And then there was the element of the promises to Abraham that pointed to the coming of Christ and to the redemption that he would accomplish by his perfect life and atoning death, by which “the blessing of Abraham” would be given to the nations (Gal. 3:14). This is of course the linchpin of all the promises. Canaan was given to Israel in order to preserve a place for the family of Abraham from whom the Messiah would come. It was not an end in itself; it promoted a purpose, a purpose which was fulfilled in the person and work of our Lord. All the promises of God to the patriarchs ultimately point to Jesus Christ and the salvation from sin which he came to accomplish. All the promises of God find their yes and Amen in him (2 Cor. 1:20).

But there is another aspect to these promises which is still future. As we saw last time, the promise was that Abraham (and hence Isaac and Jacob and Joseph) would be the heir of the world (Rom. 4:13). This is more than a promise of a patch of land on the shores of the Mediterranean: it is a promise of a world renewed by the grace and power of God for his chosen people. This was not only future to the patriarchs, but it is also future to us as well.

So as these men neared their deathbeds, they were thinking about the future, not obsessing over the past. Not a totally unknown future, but a future defined and expected by the promise of God. And it is this God-given future to which they pointed their heirs. In particular, they pointed them to the word of God, given to Abraham and passed down through the generations.

..........

§ **Stated problem a**:
Render the records below, from the line that contains "Mark the candy heart tip, giving" through the end of the records, inclusive, as a JSON list of strings with one string per line and no blank lines. Leave the pictures out.

..........

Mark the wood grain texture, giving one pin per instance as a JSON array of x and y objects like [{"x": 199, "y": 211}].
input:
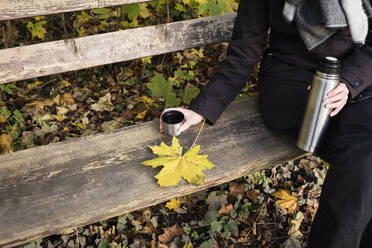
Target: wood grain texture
[
  {"x": 46, "y": 189},
  {"x": 12, "y": 9},
  {"x": 73, "y": 54}
]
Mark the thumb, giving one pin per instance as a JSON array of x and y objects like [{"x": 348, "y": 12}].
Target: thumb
[{"x": 184, "y": 126}]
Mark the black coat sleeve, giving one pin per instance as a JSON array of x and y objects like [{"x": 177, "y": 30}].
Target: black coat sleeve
[
  {"x": 244, "y": 51},
  {"x": 357, "y": 67}
]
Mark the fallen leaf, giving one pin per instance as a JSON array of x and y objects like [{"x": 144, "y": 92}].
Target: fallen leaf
[
  {"x": 104, "y": 103},
  {"x": 287, "y": 201},
  {"x": 67, "y": 97},
  {"x": 236, "y": 188},
  {"x": 291, "y": 243},
  {"x": 215, "y": 200},
  {"x": 46, "y": 129},
  {"x": 2, "y": 119},
  {"x": 294, "y": 226},
  {"x": 62, "y": 110},
  {"x": 40, "y": 104},
  {"x": 110, "y": 125},
  {"x": 225, "y": 209},
  {"x": 252, "y": 195},
  {"x": 189, "y": 166},
  {"x": 170, "y": 233},
  {"x": 174, "y": 204}
]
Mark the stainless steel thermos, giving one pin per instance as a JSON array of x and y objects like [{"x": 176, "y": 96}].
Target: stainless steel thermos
[{"x": 316, "y": 116}]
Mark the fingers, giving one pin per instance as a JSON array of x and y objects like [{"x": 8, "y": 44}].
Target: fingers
[
  {"x": 166, "y": 110},
  {"x": 336, "y": 99},
  {"x": 184, "y": 126},
  {"x": 338, "y": 89}
]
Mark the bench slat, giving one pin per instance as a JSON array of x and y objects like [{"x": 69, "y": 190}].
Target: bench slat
[
  {"x": 46, "y": 189},
  {"x": 73, "y": 54},
  {"x": 12, "y": 9}
]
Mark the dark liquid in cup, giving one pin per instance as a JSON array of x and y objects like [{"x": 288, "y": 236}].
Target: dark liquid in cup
[{"x": 173, "y": 117}]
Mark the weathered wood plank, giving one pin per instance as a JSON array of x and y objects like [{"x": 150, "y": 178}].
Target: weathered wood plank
[
  {"x": 12, "y": 9},
  {"x": 46, "y": 189},
  {"x": 74, "y": 54}
]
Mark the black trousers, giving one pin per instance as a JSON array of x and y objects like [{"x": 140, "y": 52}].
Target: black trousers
[{"x": 343, "y": 219}]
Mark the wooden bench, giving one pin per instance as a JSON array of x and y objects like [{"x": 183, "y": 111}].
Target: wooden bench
[{"x": 47, "y": 189}]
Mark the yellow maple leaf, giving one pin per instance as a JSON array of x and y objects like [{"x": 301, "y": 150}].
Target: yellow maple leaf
[
  {"x": 287, "y": 201},
  {"x": 174, "y": 204},
  {"x": 189, "y": 166}
]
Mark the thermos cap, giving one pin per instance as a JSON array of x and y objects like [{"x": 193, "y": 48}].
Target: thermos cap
[{"x": 330, "y": 65}]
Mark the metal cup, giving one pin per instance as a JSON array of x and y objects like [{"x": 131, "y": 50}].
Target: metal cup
[{"x": 171, "y": 121}]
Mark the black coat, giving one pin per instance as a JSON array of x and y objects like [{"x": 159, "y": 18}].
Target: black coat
[{"x": 254, "y": 19}]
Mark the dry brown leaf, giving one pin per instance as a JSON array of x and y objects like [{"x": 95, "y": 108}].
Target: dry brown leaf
[
  {"x": 67, "y": 97},
  {"x": 170, "y": 233},
  {"x": 252, "y": 195},
  {"x": 153, "y": 244},
  {"x": 287, "y": 201},
  {"x": 236, "y": 188},
  {"x": 2, "y": 119},
  {"x": 5, "y": 143},
  {"x": 40, "y": 104},
  {"x": 225, "y": 209}
]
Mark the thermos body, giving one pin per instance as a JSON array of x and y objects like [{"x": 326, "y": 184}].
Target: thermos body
[{"x": 316, "y": 116}]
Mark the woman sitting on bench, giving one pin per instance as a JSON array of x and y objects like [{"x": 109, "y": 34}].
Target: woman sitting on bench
[{"x": 302, "y": 33}]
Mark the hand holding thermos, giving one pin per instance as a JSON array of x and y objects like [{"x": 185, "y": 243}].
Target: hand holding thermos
[{"x": 327, "y": 97}]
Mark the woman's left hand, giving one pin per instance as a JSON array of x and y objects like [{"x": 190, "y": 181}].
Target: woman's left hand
[{"x": 337, "y": 98}]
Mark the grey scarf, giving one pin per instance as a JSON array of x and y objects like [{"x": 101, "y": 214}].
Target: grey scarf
[{"x": 317, "y": 20}]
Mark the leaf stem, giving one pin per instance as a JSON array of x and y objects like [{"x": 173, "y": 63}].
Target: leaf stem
[{"x": 198, "y": 134}]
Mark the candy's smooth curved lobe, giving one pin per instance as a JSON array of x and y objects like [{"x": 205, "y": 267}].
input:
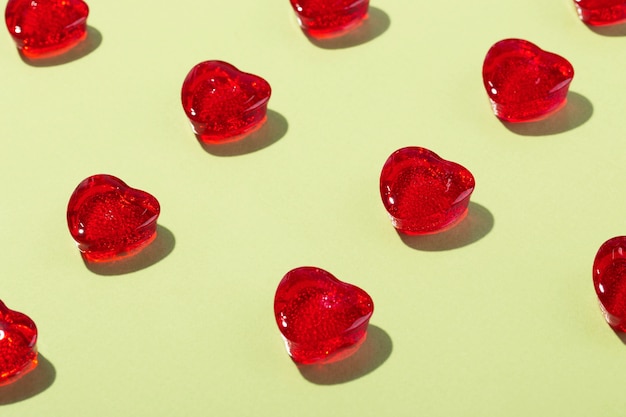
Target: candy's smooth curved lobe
[
  {"x": 524, "y": 82},
  {"x": 601, "y": 12},
  {"x": 321, "y": 318},
  {"x": 422, "y": 192},
  {"x": 327, "y": 18},
  {"x": 609, "y": 281},
  {"x": 110, "y": 220},
  {"x": 223, "y": 103},
  {"x": 45, "y": 28},
  {"x": 18, "y": 345}
]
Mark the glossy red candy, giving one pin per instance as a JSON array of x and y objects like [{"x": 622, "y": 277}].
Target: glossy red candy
[
  {"x": 424, "y": 193},
  {"x": 18, "y": 344},
  {"x": 601, "y": 12},
  {"x": 110, "y": 220},
  {"x": 45, "y": 28},
  {"x": 321, "y": 318},
  {"x": 323, "y": 18},
  {"x": 609, "y": 281},
  {"x": 223, "y": 103},
  {"x": 524, "y": 82}
]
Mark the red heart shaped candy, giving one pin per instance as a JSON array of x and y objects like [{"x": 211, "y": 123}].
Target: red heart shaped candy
[
  {"x": 601, "y": 12},
  {"x": 321, "y": 318},
  {"x": 424, "y": 193},
  {"x": 524, "y": 82},
  {"x": 18, "y": 344},
  {"x": 109, "y": 220},
  {"x": 609, "y": 281},
  {"x": 223, "y": 103},
  {"x": 323, "y": 18},
  {"x": 44, "y": 28}
]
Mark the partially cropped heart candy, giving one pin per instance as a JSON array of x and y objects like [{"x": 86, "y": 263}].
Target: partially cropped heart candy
[
  {"x": 110, "y": 220},
  {"x": 223, "y": 103},
  {"x": 18, "y": 344},
  {"x": 601, "y": 12},
  {"x": 323, "y": 18},
  {"x": 321, "y": 318},
  {"x": 524, "y": 82},
  {"x": 44, "y": 28},
  {"x": 424, "y": 193},
  {"x": 609, "y": 281}
]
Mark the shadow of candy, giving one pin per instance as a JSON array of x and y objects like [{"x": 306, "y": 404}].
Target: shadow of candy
[
  {"x": 84, "y": 48},
  {"x": 376, "y": 23},
  {"x": 476, "y": 225},
  {"x": 576, "y": 112},
  {"x": 616, "y": 30},
  {"x": 374, "y": 351},
  {"x": 273, "y": 129},
  {"x": 157, "y": 250},
  {"x": 29, "y": 385}
]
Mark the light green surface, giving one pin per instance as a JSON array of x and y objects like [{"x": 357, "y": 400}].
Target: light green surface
[{"x": 497, "y": 317}]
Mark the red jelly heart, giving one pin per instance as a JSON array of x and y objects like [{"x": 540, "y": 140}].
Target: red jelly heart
[
  {"x": 524, "y": 82},
  {"x": 609, "y": 280},
  {"x": 601, "y": 12},
  {"x": 109, "y": 220},
  {"x": 223, "y": 103},
  {"x": 18, "y": 339},
  {"x": 322, "y": 18},
  {"x": 424, "y": 193},
  {"x": 44, "y": 28},
  {"x": 321, "y": 318}
]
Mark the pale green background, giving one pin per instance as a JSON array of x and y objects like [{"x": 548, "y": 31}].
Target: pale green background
[{"x": 496, "y": 317}]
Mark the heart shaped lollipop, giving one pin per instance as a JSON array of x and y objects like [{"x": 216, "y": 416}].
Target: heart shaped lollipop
[
  {"x": 424, "y": 193},
  {"x": 223, "y": 103},
  {"x": 609, "y": 281},
  {"x": 18, "y": 344},
  {"x": 601, "y": 12},
  {"x": 325, "y": 18},
  {"x": 321, "y": 318},
  {"x": 45, "y": 28},
  {"x": 524, "y": 82},
  {"x": 110, "y": 220}
]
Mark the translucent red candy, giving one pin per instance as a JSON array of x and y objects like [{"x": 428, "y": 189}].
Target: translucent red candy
[
  {"x": 18, "y": 340},
  {"x": 609, "y": 281},
  {"x": 223, "y": 103},
  {"x": 424, "y": 193},
  {"x": 321, "y": 318},
  {"x": 110, "y": 220},
  {"x": 524, "y": 82},
  {"x": 601, "y": 12},
  {"x": 322, "y": 18},
  {"x": 44, "y": 28}
]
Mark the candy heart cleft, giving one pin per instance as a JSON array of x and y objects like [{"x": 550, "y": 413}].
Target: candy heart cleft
[
  {"x": 328, "y": 18},
  {"x": 525, "y": 83},
  {"x": 609, "y": 281},
  {"x": 18, "y": 345},
  {"x": 110, "y": 220},
  {"x": 601, "y": 12},
  {"x": 321, "y": 319},
  {"x": 424, "y": 193},
  {"x": 223, "y": 103},
  {"x": 46, "y": 28}
]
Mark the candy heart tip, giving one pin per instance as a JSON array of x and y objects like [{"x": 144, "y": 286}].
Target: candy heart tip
[
  {"x": 333, "y": 357},
  {"x": 213, "y": 139},
  {"x": 33, "y": 54},
  {"x": 329, "y": 34},
  {"x": 113, "y": 256}
]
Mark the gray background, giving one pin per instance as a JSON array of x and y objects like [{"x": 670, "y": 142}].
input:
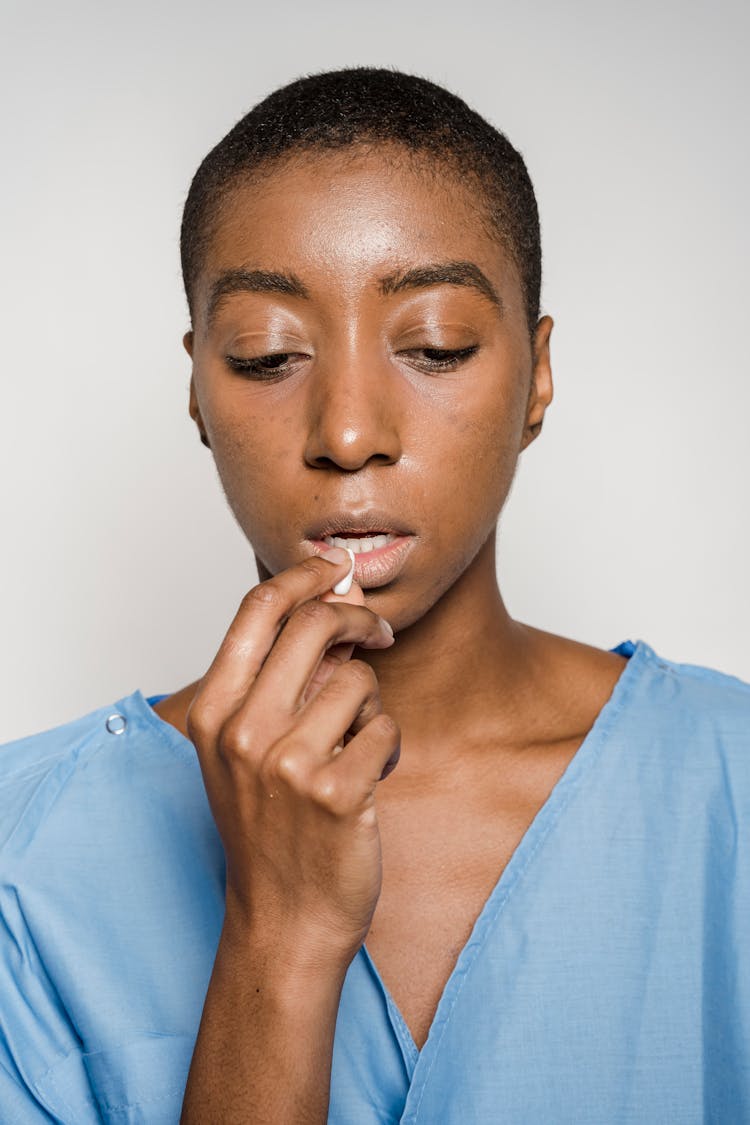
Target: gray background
[{"x": 629, "y": 518}]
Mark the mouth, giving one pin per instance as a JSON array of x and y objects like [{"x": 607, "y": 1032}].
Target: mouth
[{"x": 380, "y": 545}]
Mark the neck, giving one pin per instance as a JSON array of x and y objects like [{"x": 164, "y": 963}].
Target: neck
[{"x": 460, "y": 668}]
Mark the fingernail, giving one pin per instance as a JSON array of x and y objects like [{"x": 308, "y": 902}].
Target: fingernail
[
  {"x": 335, "y": 555},
  {"x": 345, "y": 584}
]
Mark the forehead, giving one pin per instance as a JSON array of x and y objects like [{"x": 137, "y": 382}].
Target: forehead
[
  {"x": 346, "y": 225},
  {"x": 353, "y": 207}
]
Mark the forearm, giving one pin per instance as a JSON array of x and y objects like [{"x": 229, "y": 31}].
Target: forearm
[{"x": 265, "y": 1038}]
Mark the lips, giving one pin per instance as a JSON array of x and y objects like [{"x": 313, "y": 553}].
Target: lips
[
  {"x": 381, "y": 543},
  {"x": 357, "y": 524}
]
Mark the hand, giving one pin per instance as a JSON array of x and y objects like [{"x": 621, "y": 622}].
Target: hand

..........

§ **Stated problem b**:
In the passage on the promises to Abraham, update the part between "But there is" and "through the generations.", inclusive, so that "deathbeds" becomes "final days".

§ **Correct output a**:
[
  "Mark the candy heart tip, giving one pin per instance as a JSON array of x and y objects like [{\"x\": 144, \"y\": 286}].",
  "Target: candy heart tip",
  "[",
  "  {\"x\": 333, \"y\": 357},",
  "  {\"x\": 213, \"y\": 139},",
  "  {\"x\": 33, \"y\": 54},",
  "  {\"x\": 329, \"y\": 34},",
  "  {\"x\": 113, \"y\": 256}",
  "]",
  "Mark the gray background, giving one pin per instance as a JSON array of x and y objects like [{\"x\": 670, \"y\": 142}].",
  "input:",
  "Target: gray background",
  "[{\"x\": 629, \"y\": 518}]",
  "Mark the mouth, giving one pin per instance as a JSON array of x and y objects like [{\"x\": 607, \"y\": 1032}].",
  "Target: mouth",
  "[{\"x\": 380, \"y\": 545}]",
  "Mark the neck, giving one pin per instance as a JSON array of x and y objects like [{\"x\": 164, \"y\": 963}].",
  "Target: neck",
  "[{\"x\": 460, \"y\": 668}]",
  "Mark the fingernail, giving one pin per instance as a JSON array of x and y objects like [{\"x\": 308, \"y\": 902}].",
  "Target: fingernail",
  "[",
  "  {\"x\": 335, \"y\": 555},",
  "  {\"x\": 345, \"y\": 584}",
  "]",
  "Mark the forehead, giving one pin per instance as a JSON array of x and y objects like [{\"x\": 137, \"y\": 382}].",
  "Target: forehead",
  "[",
  "  {\"x\": 346, \"y\": 225},",
  "  {\"x\": 353, \"y\": 207}",
  "]",
  "Mark the forearm, giving one pin per instance as a JSON array of x and y objects like [{\"x\": 229, \"y\": 31}].",
  "Target: forearm",
  "[{\"x\": 265, \"y\": 1038}]",
  "Mark the lips, giving one pin per instance as a JSON array of x and y objects like [{\"x\": 313, \"y\": 553}].",
  "Target: lips",
  "[",
  "  {\"x\": 381, \"y\": 543},",
  "  {\"x\": 357, \"y\": 524}",
  "]",
  "Mark the hand, giving one pin per instance as a JSON array of x and y objects like [{\"x\": 621, \"y\": 622}].",
  "Target: hand"
]

§ **Correct output b**:
But there is another aspect to these promises which is still future. As we saw last time, the promise was that Abraham (and hence Isaac and Jacob and Joseph) would be the heir of the world (Rom. 4:13). This is more than a promise of a patch of land on the shores of the Mediterranean: it is a promise of a world renewed by the grace and power of God for his chosen people. This was not only future to the patriarchs, but it is also future to us as well.

So as these men neared their final days, they were thinking about the future, not obsessing over the past. Not a totally unknown future, but a future defined and expected by the promise of God. And it is this God-given future to which they pointed their heirs. In particular, they pointed them to the word of God, given to Abraham and passed down through the generations.